DIRECTIONS
In the entries below, find the line containing "Where can you spot the green and". Write out that line and all lines after it, exactly, and nothing else.

DATA FOR THIS TASK
....

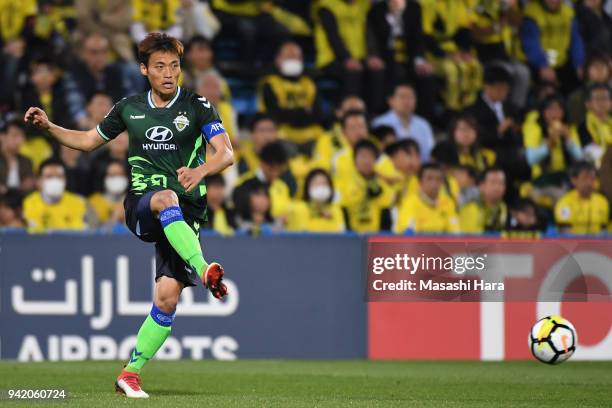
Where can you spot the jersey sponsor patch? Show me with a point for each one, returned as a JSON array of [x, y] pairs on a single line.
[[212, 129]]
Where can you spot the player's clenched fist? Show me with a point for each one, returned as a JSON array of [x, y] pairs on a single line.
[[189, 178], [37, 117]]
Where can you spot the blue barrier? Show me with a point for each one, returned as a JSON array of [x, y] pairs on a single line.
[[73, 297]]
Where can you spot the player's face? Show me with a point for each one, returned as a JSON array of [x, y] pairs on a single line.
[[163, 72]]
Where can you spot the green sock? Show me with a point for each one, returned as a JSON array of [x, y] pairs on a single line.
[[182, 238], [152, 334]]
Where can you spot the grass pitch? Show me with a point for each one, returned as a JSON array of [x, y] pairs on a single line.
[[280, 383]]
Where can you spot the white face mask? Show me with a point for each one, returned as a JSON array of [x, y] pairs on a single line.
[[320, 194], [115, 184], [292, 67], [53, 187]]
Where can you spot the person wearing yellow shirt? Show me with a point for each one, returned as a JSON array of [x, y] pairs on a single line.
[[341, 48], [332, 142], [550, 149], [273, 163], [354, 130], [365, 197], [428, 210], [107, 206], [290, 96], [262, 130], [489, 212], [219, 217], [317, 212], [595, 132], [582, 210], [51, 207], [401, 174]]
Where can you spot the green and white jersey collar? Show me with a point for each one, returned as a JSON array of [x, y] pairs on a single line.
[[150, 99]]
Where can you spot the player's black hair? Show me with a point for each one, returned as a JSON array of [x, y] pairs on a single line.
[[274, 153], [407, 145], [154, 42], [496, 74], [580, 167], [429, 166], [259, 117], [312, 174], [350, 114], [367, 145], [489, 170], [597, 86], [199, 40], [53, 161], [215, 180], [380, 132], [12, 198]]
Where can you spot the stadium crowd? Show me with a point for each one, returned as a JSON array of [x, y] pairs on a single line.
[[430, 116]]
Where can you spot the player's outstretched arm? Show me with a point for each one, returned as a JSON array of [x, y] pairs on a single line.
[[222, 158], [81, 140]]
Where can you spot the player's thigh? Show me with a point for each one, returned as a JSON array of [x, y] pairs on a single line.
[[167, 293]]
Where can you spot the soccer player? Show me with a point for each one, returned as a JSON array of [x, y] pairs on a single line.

....

TASK ANSWER
Where can you spot the green and white jersey collar? Show me with a point for each one, returned as a JSON array of [x, y] pairs on a single line.
[[150, 99]]
Where can you spot the player's black hair? Show me with a point for each one, returned as a JSON array of [x, y] pairs on a single line.
[[274, 153], [407, 145], [154, 42], [496, 74], [580, 167], [429, 166], [259, 117], [312, 174], [350, 114], [367, 145], [489, 170], [597, 86], [199, 40], [53, 161], [215, 180], [380, 132], [12, 198]]
Where can you spot the stadium crowd? Show me with a point for each one, returned as a JSON array of [x, y] pairs on a single line.
[[430, 116]]
Where can you spot the player's outstretched arm? Show me with a point for each one, returned as a JSON array of [x, y] pairs on a single line.
[[222, 158], [81, 140]]
Where can you spot the player's thigh? Show me with a point for each one, returned as a JSON array of [x, y] pairs on a single line.
[[167, 293]]
Where can you spot the soccer player? Show me with a point for each one, returned as a JSON array of [x, y] pairs on a single line.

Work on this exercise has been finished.